Task requirements
Each of the entries should be output exactly, with nothing left out.

Start of Block

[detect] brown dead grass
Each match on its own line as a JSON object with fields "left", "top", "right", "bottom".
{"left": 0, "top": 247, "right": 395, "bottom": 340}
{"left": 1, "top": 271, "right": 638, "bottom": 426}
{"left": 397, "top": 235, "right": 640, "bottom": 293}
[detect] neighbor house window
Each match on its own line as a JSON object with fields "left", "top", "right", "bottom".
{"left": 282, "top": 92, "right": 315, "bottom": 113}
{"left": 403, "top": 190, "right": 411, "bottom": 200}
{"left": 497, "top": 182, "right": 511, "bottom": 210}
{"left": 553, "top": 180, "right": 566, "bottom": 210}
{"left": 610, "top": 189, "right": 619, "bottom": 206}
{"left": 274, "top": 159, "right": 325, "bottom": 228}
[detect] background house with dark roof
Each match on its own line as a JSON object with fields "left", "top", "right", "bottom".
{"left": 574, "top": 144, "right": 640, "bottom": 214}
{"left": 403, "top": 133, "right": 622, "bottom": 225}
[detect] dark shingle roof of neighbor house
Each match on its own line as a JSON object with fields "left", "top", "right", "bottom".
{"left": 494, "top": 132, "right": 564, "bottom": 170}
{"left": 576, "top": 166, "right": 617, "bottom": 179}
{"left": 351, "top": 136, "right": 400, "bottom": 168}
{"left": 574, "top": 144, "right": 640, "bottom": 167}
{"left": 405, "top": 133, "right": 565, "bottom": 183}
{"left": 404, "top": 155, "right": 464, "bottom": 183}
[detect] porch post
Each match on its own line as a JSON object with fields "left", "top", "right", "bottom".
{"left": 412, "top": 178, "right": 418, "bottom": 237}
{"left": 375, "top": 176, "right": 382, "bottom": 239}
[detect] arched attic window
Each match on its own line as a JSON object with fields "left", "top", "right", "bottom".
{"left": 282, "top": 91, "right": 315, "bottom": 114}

End of Block

Reply to the exercise
[detect] brown dead grass
Each match on its own line as a JSON object with fields "left", "top", "right", "bottom".
{"left": 0, "top": 247, "right": 395, "bottom": 340}
{"left": 1, "top": 271, "right": 638, "bottom": 426}
{"left": 397, "top": 235, "right": 640, "bottom": 293}
[detect] neighbor house window
Each match on its own line as a JSON object with fields "left", "top", "right", "bottom".
{"left": 282, "top": 92, "right": 315, "bottom": 113}
{"left": 403, "top": 190, "right": 411, "bottom": 200}
{"left": 497, "top": 182, "right": 511, "bottom": 210}
{"left": 553, "top": 180, "right": 566, "bottom": 210}
{"left": 610, "top": 189, "right": 619, "bottom": 206}
{"left": 274, "top": 159, "right": 325, "bottom": 228}
[detect] background house with dark roof
Each match on its own line as a JSON object with fields "left", "top", "right", "bottom".
{"left": 574, "top": 144, "right": 640, "bottom": 214}
{"left": 403, "top": 133, "right": 622, "bottom": 225}
[detect] dark shingle roof of neighbor house
Each match on its own line as a JSON object with fields "left", "top", "right", "bottom".
{"left": 494, "top": 132, "right": 564, "bottom": 170}
{"left": 576, "top": 166, "right": 617, "bottom": 179}
{"left": 351, "top": 136, "right": 400, "bottom": 168}
{"left": 574, "top": 144, "right": 640, "bottom": 167}
{"left": 405, "top": 133, "right": 565, "bottom": 183}
{"left": 404, "top": 155, "right": 464, "bottom": 183}
[detect] porch post
Each match on its own line as a JSON object with fields "left", "top", "right", "bottom".
{"left": 412, "top": 178, "right": 418, "bottom": 237}
{"left": 375, "top": 176, "right": 382, "bottom": 239}
[detect] arched attic window
Each match on its own line as a JSON object with fields "left", "top", "right", "bottom".
{"left": 282, "top": 91, "right": 315, "bottom": 114}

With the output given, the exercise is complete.